— BEGIN Data —

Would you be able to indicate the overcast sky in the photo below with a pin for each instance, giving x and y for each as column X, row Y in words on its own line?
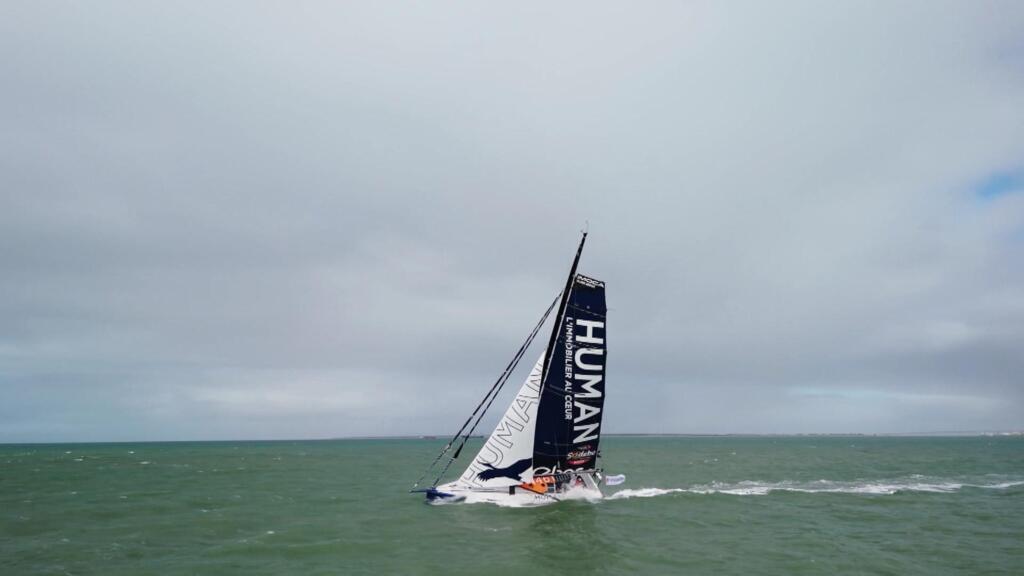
column 278, row 219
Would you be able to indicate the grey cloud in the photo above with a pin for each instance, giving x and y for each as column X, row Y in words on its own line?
column 209, row 209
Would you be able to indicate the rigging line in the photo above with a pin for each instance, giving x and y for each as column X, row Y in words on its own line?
column 504, row 376
column 503, row 379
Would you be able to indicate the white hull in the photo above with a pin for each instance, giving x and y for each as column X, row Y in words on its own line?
column 453, row 492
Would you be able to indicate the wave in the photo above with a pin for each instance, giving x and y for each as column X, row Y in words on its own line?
column 755, row 488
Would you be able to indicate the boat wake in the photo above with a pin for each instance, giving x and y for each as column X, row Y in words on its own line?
column 881, row 487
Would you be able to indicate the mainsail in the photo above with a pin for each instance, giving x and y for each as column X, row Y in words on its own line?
column 568, row 427
column 553, row 425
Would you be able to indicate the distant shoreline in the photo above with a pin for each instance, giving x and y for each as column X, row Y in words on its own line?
column 943, row 434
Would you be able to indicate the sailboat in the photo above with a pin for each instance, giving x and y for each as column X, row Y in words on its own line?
column 545, row 447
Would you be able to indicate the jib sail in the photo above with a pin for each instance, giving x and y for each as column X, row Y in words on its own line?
column 568, row 419
column 506, row 457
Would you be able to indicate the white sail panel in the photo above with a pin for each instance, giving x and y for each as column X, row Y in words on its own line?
column 507, row 457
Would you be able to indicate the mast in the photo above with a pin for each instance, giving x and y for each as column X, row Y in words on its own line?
column 556, row 329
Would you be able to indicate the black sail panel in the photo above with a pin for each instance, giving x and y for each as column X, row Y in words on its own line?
column 568, row 425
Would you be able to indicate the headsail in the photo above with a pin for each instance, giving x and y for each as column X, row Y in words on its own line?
column 506, row 457
column 568, row 427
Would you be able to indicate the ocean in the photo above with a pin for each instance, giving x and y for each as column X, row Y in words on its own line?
column 690, row 505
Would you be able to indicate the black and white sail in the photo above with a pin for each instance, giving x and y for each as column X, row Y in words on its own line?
column 553, row 425
column 568, row 428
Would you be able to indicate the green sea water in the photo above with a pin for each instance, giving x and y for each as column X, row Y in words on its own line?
column 690, row 505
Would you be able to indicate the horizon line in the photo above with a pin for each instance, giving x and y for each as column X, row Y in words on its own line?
column 934, row 434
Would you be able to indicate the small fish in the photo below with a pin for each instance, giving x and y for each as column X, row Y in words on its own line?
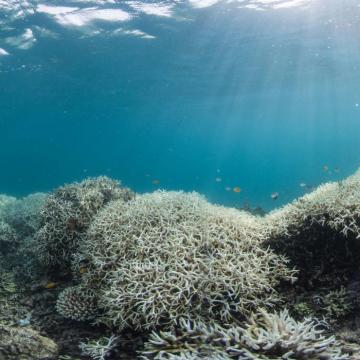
column 50, row 285
column 274, row 195
column 82, row 269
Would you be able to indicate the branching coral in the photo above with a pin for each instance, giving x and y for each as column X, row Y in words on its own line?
column 66, row 215
column 265, row 336
column 168, row 255
column 77, row 303
column 99, row 349
column 319, row 232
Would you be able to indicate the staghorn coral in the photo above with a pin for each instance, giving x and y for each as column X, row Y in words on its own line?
column 77, row 303
column 264, row 336
column 319, row 232
column 99, row 349
column 66, row 215
column 167, row 255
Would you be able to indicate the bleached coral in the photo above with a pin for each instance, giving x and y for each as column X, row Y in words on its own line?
column 336, row 205
column 99, row 349
column 66, row 215
column 167, row 255
column 319, row 232
column 264, row 336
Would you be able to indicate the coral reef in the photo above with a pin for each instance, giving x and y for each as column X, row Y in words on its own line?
column 26, row 344
column 77, row 303
column 264, row 336
column 172, row 263
column 99, row 349
column 66, row 215
column 167, row 255
column 319, row 233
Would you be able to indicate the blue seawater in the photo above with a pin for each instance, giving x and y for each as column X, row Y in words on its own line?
column 197, row 95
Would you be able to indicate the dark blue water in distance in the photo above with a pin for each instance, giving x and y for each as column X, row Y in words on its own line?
column 202, row 95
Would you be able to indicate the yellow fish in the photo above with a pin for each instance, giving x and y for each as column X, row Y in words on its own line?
column 83, row 269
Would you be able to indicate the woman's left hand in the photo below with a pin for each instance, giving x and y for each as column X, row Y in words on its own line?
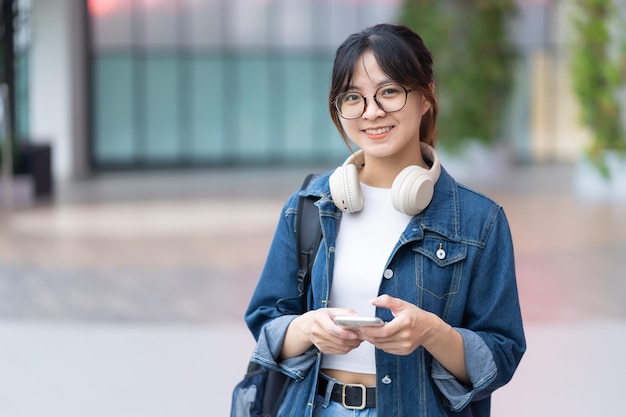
column 411, row 327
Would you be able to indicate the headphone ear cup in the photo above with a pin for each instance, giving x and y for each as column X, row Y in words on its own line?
column 412, row 190
column 345, row 189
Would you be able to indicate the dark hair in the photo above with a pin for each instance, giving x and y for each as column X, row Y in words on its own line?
column 403, row 57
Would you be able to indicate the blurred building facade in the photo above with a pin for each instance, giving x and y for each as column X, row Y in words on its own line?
column 183, row 83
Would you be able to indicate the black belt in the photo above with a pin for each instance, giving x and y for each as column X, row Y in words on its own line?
column 352, row 396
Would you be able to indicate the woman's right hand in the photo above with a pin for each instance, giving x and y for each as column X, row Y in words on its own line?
column 316, row 327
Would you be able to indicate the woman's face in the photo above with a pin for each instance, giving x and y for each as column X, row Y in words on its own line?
column 394, row 135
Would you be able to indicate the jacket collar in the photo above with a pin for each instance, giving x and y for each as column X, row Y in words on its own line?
column 441, row 216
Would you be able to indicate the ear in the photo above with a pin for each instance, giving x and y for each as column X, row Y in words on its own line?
column 425, row 102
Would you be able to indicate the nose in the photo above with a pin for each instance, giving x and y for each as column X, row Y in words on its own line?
column 372, row 108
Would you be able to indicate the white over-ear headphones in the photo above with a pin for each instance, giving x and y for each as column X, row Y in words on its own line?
column 411, row 191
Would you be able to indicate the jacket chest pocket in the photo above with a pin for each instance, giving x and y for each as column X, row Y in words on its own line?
column 439, row 267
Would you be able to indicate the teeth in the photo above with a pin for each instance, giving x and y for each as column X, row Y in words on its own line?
column 377, row 131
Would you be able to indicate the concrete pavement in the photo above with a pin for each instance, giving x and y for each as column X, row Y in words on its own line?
column 124, row 296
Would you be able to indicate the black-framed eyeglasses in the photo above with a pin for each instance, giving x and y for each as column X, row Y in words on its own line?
column 390, row 98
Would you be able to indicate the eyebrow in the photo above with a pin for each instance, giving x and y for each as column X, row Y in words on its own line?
column 352, row 87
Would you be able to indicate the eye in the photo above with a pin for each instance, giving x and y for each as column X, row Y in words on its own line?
column 390, row 91
column 351, row 97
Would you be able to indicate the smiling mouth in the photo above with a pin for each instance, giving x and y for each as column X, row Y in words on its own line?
column 378, row 131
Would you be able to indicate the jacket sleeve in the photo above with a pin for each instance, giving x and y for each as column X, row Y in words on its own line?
column 492, row 330
column 276, row 302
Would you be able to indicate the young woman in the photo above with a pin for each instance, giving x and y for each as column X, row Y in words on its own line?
column 402, row 241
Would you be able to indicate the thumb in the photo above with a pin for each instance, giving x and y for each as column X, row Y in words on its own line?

— END Data —

Reproduce all entries exactly. Pictures do not belong in the copy.

Would you be able to indicate the overcast sky in the photo below with a pin for each instance, giving x and y for each as column X, row Y in words on its own line?
column 278, row 219
Would you be able to indicate the grey cloud in the photo above with a pin for each instance, giving x and y for each as column X, row Y in words on its own line?
column 209, row 209
Would you be able to indicate the rigging line in the photo above with a pin for each instance, giving x and y for each as column X, row Y in words on its own line?
column 504, row 376
column 503, row 379
Would you be able to indicate the white hull in the photo above with a pin for each instance, giving x and y for each as column X, row Y in words on its own line?
column 453, row 492
Would you be able to indicate the wave in the photo above with a pin for each instance, giving x and y for each as column X, row Y in words on its own line?
column 755, row 488
Would you be able to indicate the boat wake in the photo above with a pin for each instance, giving x and y for each as column X, row Y in words on its own line?
column 881, row 487
Would you be able to indicate the mainsail in the photo above with a pin for each instance, giving x and y for each as column X, row Y in words on its own line?
column 568, row 427
column 553, row 425
Would you be able to indicate the distant shoreline in the photo above with a pin for each instance, giving x and y for each as column X, row Y in words on its own line?
column 943, row 434
Would you be able to indicate the sailboat in the photo above with a pin for each instance, giving x and y for each as column X, row Y in words on its own line?
column 545, row 447
Would you be able to indicate the jib sail in the photo above with a pin for each instance, giving x and y for each as column X, row Y in words on its own line?
column 568, row 419
column 506, row 457
Would you be able to indicate the white sail panel in the photo above with a pin for each instance, giving x and y for each as column X, row Y in words on its own line?
column 507, row 457
Would you be able to indicate the mast in the photo above with a pin for each instance, giving x and y for each as column X, row Y in words on its own line?
column 556, row 329
Would you be able to indicate the black sail panel in the photo above with a pin for each instance, giving x and y for each as column X, row Y in words on its own line?
column 568, row 425
Would you be able to indicate the headsail in the photo above with a pin for each instance, giving x and y for each as column X, row Y in words on its own line?
column 506, row 457
column 568, row 427
Would you be able to indicate the ocean in the photo above with a pin for each instance, giving x and y for each as column X, row Y in words on its own line?
column 690, row 505
Would you be able to indicate the black and white sail in the photo above with a pin for each instance, giving x and y for each as column X, row Y in words on its own line?
column 553, row 425
column 568, row 428
Would you be able to indicate the green sea water in the photo above with a pin for each instance, giving x and y for each as column X, row Y in words on its own line?
column 690, row 505
Would you be able to indicate the horizon line in the photo above with a pin for each instance, giving x and y for each as column X, row Y in words on its own line?
column 934, row 434
Would you be able to indicate the small fish in the photo below with a pin for each instance, giving x and y for each as column X, row Y in words on its own line?
column 50, row 285
column 274, row 195
column 82, row 269
Would you be able to indicate the branching coral in the photo above with a pin for each instance, giving x and y for each as column X, row Y in words on its own line?
column 66, row 215
column 265, row 336
column 168, row 255
column 77, row 303
column 99, row 349
column 319, row 232
Would you be able to indicate the staghorn coral in the photo above with a pin for each instance, giving x and y for each as column X, row Y in words on its own line?
column 77, row 303
column 264, row 336
column 319, row 232
column 99, row 349
column 66, row 215
column 167, row 255
Would you be able to indicate the bleached coral in the photo above with a pin for each instance, giving x and y for each as column X, row Y in words on its own line?
column 336, row 205
column 99, row 349
column 66, row 215
column 167, row 255
column 319, row 232
column 264, row 336
Would you be able to indicate the coral reef in the photo above with a pin for each instance, giving x and y for each as column X, row Y in words on its own line?
column 26, row 344
column 77, row 303
column 264, row 336
column 172, row 263
column 99, row 349
column 66, row 215
column 167, row 255
column 319, row 233
Would you be able to indicate the blue seawater in the photo above with a pin for each instance, giving x and y for each as column X, row Y in words on its own line?
column 197, row 95
Would you be able to indicate the dark blue water in distance in the photo above with a pin for each instance, giving x and y for each as column X, row Y in words on its own line?
column 202, row 95
Would you be able to indicate the yellow fish in the photo above with a pin for each instance, giving x and y for each as column X, row Y in words on its own line?
column 83, row 269
Would you be able to indicate the woman's left hand in the photo below with a pin for each instance, giving x and y for each as column X, row Y in words on its own line?
column 411, row 327
Would you be able to indicate the headphone ear cup in the photo above with a pin for each instance, giving x and y for each as column X, row Y in words on its own line?
column 412, row 190
column 345, row 189
Would you be able to indicate the dark hair in the photo above with a pin for each instance, giving x and y for each as column X, row Y in words on its own line?
column 403, row 57
Would you be able to indicate the blurred building facade in the photo above with a pin for each instance, giving x and y for each as column X, row Y in words on its own line?
column 183, row 83
Would you be able to indicate the black belt in the photo above with a pin for each instance, giving x and y for each as column X, row Y in words on its own line?
column 352, row 396
Would you be able to indicate the woman's right hand in the photo above with a pin for each instance, giving x and y for each as column X, row Y in words on its own line?
column 316, row 327
Would you be able to indicate the woman's face in the photo above with a pin for each instance, giving x and y for each as column X, row Y in words on its own line?
column 394, row 135
Would you be able to indicate the jacket collar in the photo above with a pin for each instance, giving x and y for each as column X, row Y in words on its own line?
column 441, row 216
Would you be able to indicate the ear in the photo above with a pin for each instance, giving x and y for each as column X, row Y in words on its own line?
column 425, row 102
Would you be able to indicate the nose in the photo above with a pin for each instance, giving x and y for each as column X, row Y in words on its own line?
column 372, row 108
Would you be able to indicate the white over-ear headphones in the photo above with a pin for each instance, giving x and y for each as column X, row Y in words on its own line?
column 411, row 191
Would you be able to indicate the jacket chest pocket in the photo above with a pin for each instance, giving x and y for each as column X, row Y in words on its own line?
column 439, row 267
Would you be able to indicate the teeth in the photo above with a pin for each instance, giving x and y for each as column X, row Y in words on its own line?
column 377, row 131
Would you be able to indicate the concrete pavement in the photo above with a pin for each instance, giving x and y for each as column X, row Y in words on its own line?
column 124, row 296
Would you be able to indicate the black-framed eyeglasses in the photo above with a pin for each instance, giving x and y for each as column X, row Y in words on its own line?
column 390, row 98
Would you be able to indicate the eyebrow in the photo above with a pin for each instance, giving x and y for each as column X, row Y in words on its own line?
column 352, row 87
Would you be able to indicate the eye in the photo above with a pin for each instance, giving x and y for each as column X, row Y in words on its own line?
column 390, row 91
column 351, row 97
Would you be able to indicate the smiling mouth in the photo above with a pin for each instance, giving x and y for each as column X, row Y in words on its own line?
column 378, row 131
Would you be able to indicate the jacket sleeve in the photo above with a pin for each instance, giving x and y for each as column X, row Y in words on its own line?
column 492, row 330
column 276, row 302
Would you be able to indicate the young woman in the photo above with a pin for each instance, giving x and y for each as column X, row Y in words on its own line?
column 402, row 241
Would you be able to indicate the thumb in the photo above with a pin for each instance, giving x and y for each as column X, row Y in words on its own line?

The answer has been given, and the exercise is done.